## Your instructions
Leave the pictures out. Return all other data exactly.

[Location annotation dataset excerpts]
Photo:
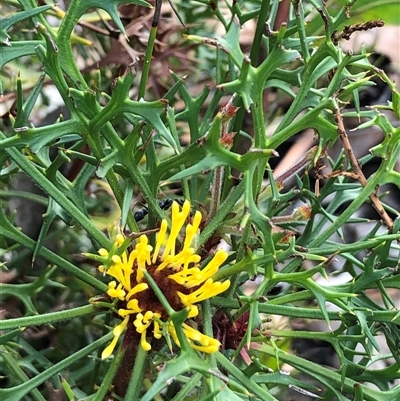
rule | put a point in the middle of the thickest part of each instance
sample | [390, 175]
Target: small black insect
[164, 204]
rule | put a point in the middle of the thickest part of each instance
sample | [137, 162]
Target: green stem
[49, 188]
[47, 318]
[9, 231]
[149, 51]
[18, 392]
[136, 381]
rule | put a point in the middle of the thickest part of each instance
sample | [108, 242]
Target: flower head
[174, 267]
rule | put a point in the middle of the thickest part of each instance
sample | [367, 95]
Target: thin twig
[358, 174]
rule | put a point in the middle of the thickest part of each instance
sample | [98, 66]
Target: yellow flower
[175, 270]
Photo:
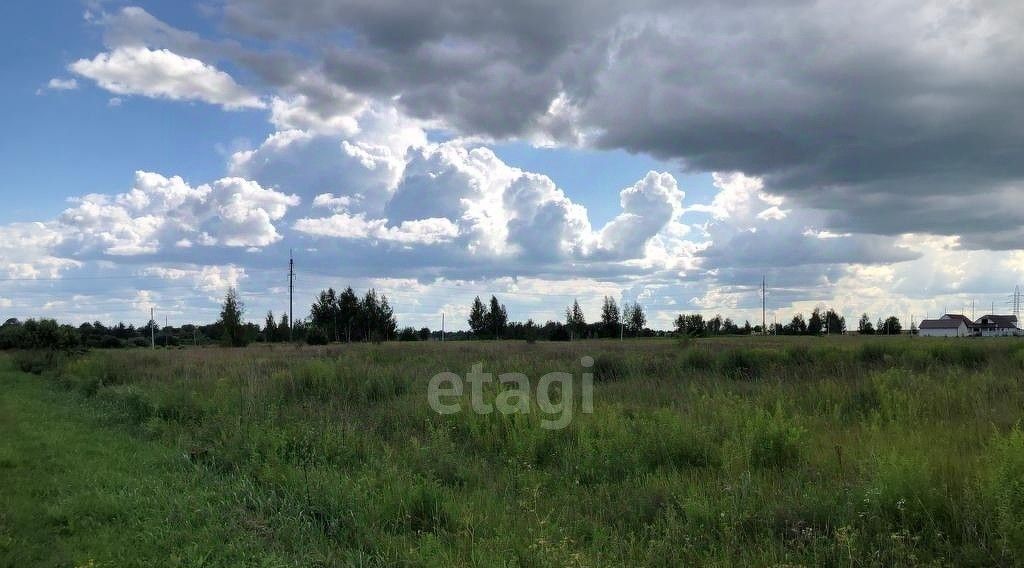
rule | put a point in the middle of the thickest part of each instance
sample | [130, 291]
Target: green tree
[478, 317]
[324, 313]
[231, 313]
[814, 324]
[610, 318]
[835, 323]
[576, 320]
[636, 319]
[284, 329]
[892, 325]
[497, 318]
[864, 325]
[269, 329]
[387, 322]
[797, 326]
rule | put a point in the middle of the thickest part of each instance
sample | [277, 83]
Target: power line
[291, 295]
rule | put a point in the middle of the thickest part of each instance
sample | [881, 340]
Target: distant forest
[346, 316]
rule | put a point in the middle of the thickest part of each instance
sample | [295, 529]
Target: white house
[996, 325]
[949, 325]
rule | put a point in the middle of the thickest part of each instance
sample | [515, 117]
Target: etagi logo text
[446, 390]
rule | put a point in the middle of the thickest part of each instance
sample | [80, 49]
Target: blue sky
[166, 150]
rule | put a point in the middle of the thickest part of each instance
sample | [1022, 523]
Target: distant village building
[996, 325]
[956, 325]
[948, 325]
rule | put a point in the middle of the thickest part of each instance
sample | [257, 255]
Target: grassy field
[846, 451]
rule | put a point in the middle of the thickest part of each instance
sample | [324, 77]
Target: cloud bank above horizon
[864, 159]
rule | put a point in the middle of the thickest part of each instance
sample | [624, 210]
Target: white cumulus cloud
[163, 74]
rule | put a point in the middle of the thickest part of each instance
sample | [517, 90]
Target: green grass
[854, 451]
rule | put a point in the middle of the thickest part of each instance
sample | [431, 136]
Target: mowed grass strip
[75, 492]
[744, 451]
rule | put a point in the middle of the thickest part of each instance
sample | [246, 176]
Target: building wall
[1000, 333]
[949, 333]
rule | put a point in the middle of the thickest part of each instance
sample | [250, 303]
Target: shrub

## Correct output
Photo:
rule | put a point in the middle of the thickest part of each instance
sample | [390, 175]
Target: small black insect
[164, 204]
rule | put a point in the middle of the thickest part of each instance
sample | [137, 162]
Target: green stem
[49, 188]
[47, 318]
[9, 231]
[149, 51]
[18, 392]
[136, 381]
rule | put a point in the middle of the thickest part of each instance
sample | [108, 242]
Target: flower head
[174, 267]
rule | put a point in the middle of the thickest part of each instance
sample | [367, 95]
Target: thin twig
[358, 174]
rule | put a point in the middle of the thickest part of each instance
sample | [98, 66]
Target: yellow flower
[175, 270]
Photo:
rule | put a point in the middle of the thickest part of each instance
sample | [130, 291]
Target: green tree
[478, 317]
[324, 313]
[231, 313]
[814, 324]
[610, 318]
[835, 323]
[576, 320]
[636, 319]
[284, 329]
[892, 325]
[497, 318]
[864, 325]
[269, 329]
[387, 322]
[797, 326]
rule | put a point in the middle of the thickest part of each instance
sample | [277, 83]
Target: power line
[291, 295]
rule | put a point in the middle of the thickest part of each instance
sample | [881, 340]
Target: distant forest
[346, 316]
rule | put a point in the middle of the thickest part of each instance
sample | [295, 529]
Target: white house
[996, 325]
[949, 325]
rule | put a point in the middle of the thickest part of each instance
sample | [515, 117]
Target: etagi logo text
[446, 390]
rule | put a point in the middle of the thickest part of each instance
sample | [80, 49]
Target: blue sky
[166, 150]
rule | put a point in the middle of the thickest part of each instance
sample | [1022, 523]
Target: distant village building
[996, 325]
[956, 325]
[948, 325]
rule | put a point in the middle of the thickest part of each instance
sample | [257, 255]
Target: grassy field
[846, 451]
rule | put a point in the middle of the thickest part of each instance
sample | [324, 77]
Target: cloud bank above horizon
[864, 159]
rule | put a point in the middle of the thickest part of each instance
sample | [624, 210]
Target: white cumulus cloud
[163, 74]
rule | put a point in the middle of the thickest part of each instance
sample | [517, 90]
Target: green grass
[854, 451]
rule | put a point in the middle of the thickest part of each instance
sample | [431, 136]
Target: mowed grass strip
[75, 492]
[744, 451]
rule | put a point in the middle of the thickest part of each instance
sample | [246, 176]
Target: building wall
[1000, 333]
[949, 333]
rule | put a point in the middle of the thickest part of each instance
sample | [250, 303]
Target: shrub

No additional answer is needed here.